-- start of PASSAGE GIVEN --

# How MUCH food per day?



## hedgehoginthetardis (Dec 5, 2014)

Hello everyone!

My little guy is being shipped to me tomorrow (I'm asking for prayers/good vibes--based on your beliefs-- to be sent his way, if you have a free thought tomorrow! The more good vibes/prayers the better. You can follow his shipping and my prayer/good vibe request here)

ANYWAY

I realized I've read all the books I can (the bad ones and the good ones) belong to some facebook groups and HHC, and after months of research I thought I knew everything. However here I am less then 24 hours before my little guy arrives and I realized I don't know *How much food do you feed your hedgehog per day and how often?*

I understand how to switch his food from the breeder food to my food (the breeder has a HQ food, it just isn't available near my house) and I have four super HQ cat foods picked out, and some treats. I'm all prepared... just don't want to overfeed him 

Thanks!


----------



## Prickerz (Sep 17, 2014)

-- end of PASSAGE GIVEN --

WRITTEN INSTRUCTION 1 => In the forum thread, how many cat foods does the poster say they have picked out?
WRITTEN INSTRUCTION 2 => Pull out every line of the records that contains the string "church", matching case exactly.

-- start of MATERIALS PROVIDED --

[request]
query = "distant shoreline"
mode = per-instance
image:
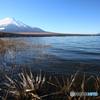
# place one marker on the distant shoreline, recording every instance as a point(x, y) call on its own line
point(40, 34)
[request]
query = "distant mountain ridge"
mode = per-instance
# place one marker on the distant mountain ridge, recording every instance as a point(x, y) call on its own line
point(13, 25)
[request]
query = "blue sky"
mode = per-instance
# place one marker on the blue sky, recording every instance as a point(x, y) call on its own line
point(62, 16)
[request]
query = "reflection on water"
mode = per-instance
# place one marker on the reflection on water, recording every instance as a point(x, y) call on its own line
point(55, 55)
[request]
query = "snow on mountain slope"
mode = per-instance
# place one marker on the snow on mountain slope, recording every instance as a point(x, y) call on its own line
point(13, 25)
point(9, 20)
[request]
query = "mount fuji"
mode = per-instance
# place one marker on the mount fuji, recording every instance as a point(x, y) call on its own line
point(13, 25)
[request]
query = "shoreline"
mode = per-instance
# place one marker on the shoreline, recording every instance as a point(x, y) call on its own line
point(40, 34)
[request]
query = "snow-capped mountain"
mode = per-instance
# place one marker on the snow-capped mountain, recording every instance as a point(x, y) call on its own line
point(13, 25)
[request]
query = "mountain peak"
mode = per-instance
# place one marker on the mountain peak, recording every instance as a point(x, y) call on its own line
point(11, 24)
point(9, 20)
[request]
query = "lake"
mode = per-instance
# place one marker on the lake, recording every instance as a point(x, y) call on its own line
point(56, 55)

-- end of MATERIALS PROVIDED --
-- start of MATERIALS PROVIDED --

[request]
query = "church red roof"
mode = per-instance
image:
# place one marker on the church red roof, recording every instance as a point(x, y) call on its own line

-- end of MATERIALS PROVIDED --

EXERCISE OUTPUT 1 => Four high-quality cat foods.

EXERCISE OUTPUT 2 =>
query = "church red roof"
# place one marker on the church red roof, recording every instance as a point(x, y) call on its own line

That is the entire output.